(Görev A):
(H)içsel Yansımalar metnine göre anlatıcı, vicdanına neden kirlenmemiş ellerle dokunulması gerektiğini söylemektedir? Bir ila üç cümleyle açıklayınız.
(Görev B):
(H)içsel Yansımalar metninde "Radyoda çalan cızırtılı" ifadesinden "varlığım bir köşede." ifadesine kadar olan kısmı hiçbir değişiklik yapmadan yeniden yazınız.

(Sağlanan metin):
================
(H)içsel Yansımalar
İç sesimin heyecanı bitti.
Artık iyi olmak gibi bir derdim de yok.
Özgürüm.
Nefesimi sırtımda dar bir tabutun içinde taşıyorum. Güçlükle yakaladığım güzellikleri aşılıyorum ruhuma. Ölüye sıkılan iğneler gibi, kararmış damarlarımda yaşatamıyorum hayatı. Sabrı ayakta tutmaya yetecek kadar bile sabrım yok, elimde değil.
Kederlerime tasma takıp şehri dolaştım bir akşamüstü. Ölmek isteyenlerin çileli yalnızlığı ve hayata tutunmaya çalışanların çaresizliği arasındaki o tehlikeli ve ince ipin üstünde yürüdüm. Yolun ortasında umuda rastadım. Çekiştirmişler kollarından, yıpratmışlar. Başını okşadım...
Radyoda çalan cızırtılı bir şarkı ruhumu avladı ansızın. Ne zaman kaçmaya kalksam, gün ışığını arayan sinekler gibi kendi duvarlarıma çarparken buluyorum kendimi.
Kırık bir aynanın köşesine sıkıştırılmış vesikalık resim gibi yerleştirildim hayata. Bir anlamı olmalıydı orada duruşumun. Boş bir duvarda asılı kalıp boş bir odayı seyretmemeliydim günlerce. Unutulmamalıydı varlığım bir köşede.
Cennet-cehennem kavgası kadar basit olmamalıydı yaşamak. Hem cennetin ayakları altında binlerce yenilmiş cehennemler yatıyor. Bilmezsiniz, bir kaçıyla bizzat ben boğuştum ve yendim. Bedeli oldu elbet, yandı içim mesela. Ellerim kül oldu. O yüzden kirlenmemiş ellerinizle dokunup sevmelisiniz vicdanımı. Geceleri sek-sek oynanan hatıraları üzerime çekmeden uyuyabilmeliyim artık..
Güneşin gözden kayboluşu melankoli için en güzel bahane. Oysa kimse uzatmıyor mikrofonu güneşe. Konuşabilseydi belki anlatırdı, karnında volkanlar patlarken inatla ışıldamayı. Dertleşecek çok şeyimiz olurdu onunla, şöyle aya karşı...
================
(Veri kesiti):
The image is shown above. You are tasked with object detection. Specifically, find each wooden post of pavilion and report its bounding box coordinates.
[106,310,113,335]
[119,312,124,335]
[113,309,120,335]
================
(Beklenen yanıt A):
Anlatıcı, cennetin ayakları altında yatan yenilmiş cehennemlerin birkaçıyla bizzat boğuşup onları yendiğini belirtmektedir. Bunun bedeli olarak içi yanmış, elleri kül olmuştur. Bu nedenle vicdanına kirlenmemiş ellerle dokunulup sevilmesi gerektiğini söylemektedir.

(Beklenen yanıt B):
Radyoda çalan cızırtılı bir şarkı ruhumu avladı ansızın. Ne zaman kaçmaya kalksam, gün ışığını arayan sinekler gibi kendi duvarlarıma çarparken buluyorum kendimi.
Kırık bir aynanın köşesine sıkıştırılmış vesikalık resim gibi yerleştirildim hayata. Bir anlamı olmalıydı orada duruşumun. Boş bir duvarda asılı kalıp boş bir odayı seyretmemeliydim günlerce. Unutulmamalıydı varlığım bir köşede.